■ Task details: The result should be an exact copy of the lines from the one with "For every instance of the white baseboard, put" through the last line of the data below, both included.

■ Task inputs:
*** Begin section ***
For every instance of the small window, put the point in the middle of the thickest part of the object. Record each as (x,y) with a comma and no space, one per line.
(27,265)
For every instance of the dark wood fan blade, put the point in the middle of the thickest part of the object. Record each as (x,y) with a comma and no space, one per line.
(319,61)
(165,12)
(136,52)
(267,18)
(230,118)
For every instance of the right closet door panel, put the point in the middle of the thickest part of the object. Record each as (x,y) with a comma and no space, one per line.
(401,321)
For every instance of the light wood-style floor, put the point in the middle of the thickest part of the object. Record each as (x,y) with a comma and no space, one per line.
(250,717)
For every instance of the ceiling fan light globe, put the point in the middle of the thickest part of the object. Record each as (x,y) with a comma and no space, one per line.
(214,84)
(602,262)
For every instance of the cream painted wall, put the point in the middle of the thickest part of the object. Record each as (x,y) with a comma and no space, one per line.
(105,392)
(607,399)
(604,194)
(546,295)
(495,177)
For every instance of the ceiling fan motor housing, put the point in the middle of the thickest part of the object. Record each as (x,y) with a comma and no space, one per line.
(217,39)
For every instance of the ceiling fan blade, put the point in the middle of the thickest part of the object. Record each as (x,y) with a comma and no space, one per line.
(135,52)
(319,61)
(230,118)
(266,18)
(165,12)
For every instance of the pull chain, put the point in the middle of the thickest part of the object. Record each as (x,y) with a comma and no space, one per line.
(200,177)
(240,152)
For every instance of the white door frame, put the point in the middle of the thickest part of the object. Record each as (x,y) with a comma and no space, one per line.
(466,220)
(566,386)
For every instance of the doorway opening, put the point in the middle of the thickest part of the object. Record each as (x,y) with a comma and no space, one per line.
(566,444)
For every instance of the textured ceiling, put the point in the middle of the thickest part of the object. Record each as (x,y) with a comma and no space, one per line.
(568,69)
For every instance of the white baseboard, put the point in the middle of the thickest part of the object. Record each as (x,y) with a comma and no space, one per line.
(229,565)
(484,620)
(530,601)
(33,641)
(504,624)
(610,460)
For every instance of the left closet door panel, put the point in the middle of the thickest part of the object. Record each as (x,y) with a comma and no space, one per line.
*** End section ***
■ Result for this task:
For every instance of the white baseboard, put the point in the middle of the thickest part of the object. Record each as (x,y) with a comma and no space, one per line.
(229,565)
(484,620)
(530,601)
(33,641)
(504,624)
(610,460)
For every instance of the left closet door panel, put the point in the middle of the thickest part of the object. Record each as (x,y) with a comma and no space, one per line.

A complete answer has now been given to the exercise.